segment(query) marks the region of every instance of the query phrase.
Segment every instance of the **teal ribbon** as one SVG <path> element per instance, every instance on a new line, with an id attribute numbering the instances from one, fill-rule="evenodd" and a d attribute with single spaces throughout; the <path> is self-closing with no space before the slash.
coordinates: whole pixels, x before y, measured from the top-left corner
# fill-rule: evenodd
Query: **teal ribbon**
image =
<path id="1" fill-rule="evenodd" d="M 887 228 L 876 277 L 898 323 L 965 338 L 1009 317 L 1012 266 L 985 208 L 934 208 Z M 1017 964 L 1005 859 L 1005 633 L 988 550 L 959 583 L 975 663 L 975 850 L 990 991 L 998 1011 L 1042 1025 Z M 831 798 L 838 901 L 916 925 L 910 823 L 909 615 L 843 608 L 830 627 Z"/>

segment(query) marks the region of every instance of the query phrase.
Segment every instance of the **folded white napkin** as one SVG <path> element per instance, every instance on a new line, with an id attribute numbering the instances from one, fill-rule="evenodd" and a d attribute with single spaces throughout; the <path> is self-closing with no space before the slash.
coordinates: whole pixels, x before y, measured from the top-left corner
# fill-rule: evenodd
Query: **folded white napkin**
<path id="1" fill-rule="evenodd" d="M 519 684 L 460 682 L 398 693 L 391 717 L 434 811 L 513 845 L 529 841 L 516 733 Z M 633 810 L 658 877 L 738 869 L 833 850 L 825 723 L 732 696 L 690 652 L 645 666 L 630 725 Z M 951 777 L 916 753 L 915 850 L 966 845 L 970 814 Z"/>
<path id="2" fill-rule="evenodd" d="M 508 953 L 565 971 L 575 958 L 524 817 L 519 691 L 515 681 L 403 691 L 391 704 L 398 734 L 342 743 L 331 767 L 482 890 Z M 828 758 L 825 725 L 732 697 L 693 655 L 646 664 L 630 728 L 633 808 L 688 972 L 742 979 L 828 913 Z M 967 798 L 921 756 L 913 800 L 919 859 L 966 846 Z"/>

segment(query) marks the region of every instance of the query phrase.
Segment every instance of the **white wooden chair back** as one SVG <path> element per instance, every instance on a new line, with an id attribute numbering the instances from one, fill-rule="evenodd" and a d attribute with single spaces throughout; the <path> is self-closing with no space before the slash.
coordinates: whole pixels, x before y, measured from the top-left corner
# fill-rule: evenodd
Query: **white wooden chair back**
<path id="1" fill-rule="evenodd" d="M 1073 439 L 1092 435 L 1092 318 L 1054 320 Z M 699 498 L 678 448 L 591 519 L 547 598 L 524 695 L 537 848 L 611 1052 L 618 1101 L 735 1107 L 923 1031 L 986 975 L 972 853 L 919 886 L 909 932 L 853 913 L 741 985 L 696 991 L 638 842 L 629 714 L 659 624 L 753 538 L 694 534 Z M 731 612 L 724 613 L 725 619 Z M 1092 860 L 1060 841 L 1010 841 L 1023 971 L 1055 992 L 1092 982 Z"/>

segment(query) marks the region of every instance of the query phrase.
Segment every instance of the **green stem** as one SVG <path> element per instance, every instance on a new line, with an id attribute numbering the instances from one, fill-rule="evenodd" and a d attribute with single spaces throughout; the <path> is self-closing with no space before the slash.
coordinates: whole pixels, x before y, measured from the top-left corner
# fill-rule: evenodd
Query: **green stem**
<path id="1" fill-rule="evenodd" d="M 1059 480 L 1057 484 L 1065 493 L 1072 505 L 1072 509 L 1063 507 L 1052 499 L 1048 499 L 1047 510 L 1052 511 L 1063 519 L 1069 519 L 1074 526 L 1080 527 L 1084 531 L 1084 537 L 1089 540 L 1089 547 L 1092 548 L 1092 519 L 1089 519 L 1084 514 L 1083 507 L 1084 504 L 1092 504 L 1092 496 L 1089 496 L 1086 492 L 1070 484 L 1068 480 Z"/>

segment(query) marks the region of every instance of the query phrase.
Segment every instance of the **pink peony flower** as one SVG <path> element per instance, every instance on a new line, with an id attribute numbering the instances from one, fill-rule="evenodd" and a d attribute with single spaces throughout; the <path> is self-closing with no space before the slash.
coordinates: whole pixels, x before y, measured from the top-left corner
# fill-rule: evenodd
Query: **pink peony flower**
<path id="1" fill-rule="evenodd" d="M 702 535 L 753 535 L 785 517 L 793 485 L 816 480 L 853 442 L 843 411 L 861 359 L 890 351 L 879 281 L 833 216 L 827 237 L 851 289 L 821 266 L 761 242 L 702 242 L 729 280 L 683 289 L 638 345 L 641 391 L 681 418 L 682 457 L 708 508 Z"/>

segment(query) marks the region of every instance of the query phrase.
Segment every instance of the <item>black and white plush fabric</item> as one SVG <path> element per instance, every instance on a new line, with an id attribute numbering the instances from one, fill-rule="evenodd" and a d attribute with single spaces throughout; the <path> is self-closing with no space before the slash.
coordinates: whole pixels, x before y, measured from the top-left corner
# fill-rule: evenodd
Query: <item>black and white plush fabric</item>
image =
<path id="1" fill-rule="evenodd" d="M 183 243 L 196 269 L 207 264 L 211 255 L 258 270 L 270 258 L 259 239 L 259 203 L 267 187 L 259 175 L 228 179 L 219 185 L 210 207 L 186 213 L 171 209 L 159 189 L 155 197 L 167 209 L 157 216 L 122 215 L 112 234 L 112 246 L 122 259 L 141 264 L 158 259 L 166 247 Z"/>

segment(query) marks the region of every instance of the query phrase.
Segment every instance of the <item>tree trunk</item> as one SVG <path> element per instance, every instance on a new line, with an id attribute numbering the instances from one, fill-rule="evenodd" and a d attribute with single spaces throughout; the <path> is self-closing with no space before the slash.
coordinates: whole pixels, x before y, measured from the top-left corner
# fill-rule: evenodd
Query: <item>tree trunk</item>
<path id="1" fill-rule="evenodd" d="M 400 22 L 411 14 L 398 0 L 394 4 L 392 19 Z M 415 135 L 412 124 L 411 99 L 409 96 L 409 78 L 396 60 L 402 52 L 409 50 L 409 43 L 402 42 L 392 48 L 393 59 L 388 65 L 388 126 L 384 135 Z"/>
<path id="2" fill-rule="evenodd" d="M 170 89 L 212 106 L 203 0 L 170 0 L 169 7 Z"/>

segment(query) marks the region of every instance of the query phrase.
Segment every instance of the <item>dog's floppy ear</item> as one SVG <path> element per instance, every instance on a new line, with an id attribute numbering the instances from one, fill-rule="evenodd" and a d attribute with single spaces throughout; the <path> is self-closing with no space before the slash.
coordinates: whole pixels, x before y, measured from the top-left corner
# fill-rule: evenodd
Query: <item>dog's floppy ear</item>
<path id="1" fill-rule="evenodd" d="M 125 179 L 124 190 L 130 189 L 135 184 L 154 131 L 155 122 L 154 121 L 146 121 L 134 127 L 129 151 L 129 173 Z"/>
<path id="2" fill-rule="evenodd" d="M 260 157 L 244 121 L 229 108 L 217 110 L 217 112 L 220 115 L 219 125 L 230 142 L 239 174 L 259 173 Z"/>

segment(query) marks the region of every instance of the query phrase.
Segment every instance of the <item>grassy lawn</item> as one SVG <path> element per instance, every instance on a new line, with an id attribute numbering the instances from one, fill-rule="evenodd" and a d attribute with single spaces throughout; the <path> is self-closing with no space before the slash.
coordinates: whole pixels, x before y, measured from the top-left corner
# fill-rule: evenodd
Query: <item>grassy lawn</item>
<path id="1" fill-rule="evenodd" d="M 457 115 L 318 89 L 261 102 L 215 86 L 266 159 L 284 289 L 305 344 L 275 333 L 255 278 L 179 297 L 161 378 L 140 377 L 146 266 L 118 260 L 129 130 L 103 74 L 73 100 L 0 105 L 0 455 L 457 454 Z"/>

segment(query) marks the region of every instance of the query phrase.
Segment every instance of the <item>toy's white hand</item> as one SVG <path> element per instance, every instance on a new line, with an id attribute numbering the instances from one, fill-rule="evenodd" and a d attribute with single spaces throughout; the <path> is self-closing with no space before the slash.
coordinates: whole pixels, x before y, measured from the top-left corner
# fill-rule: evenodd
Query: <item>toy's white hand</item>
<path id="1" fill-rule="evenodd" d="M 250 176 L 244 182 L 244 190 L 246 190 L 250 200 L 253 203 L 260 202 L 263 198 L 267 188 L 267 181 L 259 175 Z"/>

■ ■ ■ ■

Exercise: Pick out every line of the material above that contains the word "ribbon", and copy each one in full.

Answer for this exercise:
Segment every instance of the **teal ribbon** as one SVG <path> element per instance, every instance on a new line, with an id attribute numbering the instances from one, fill-rule="evenodd" and a d attribute with single spaces throughout; the <path> is self-closing with no space before the slash.
Query: **teal ribbon**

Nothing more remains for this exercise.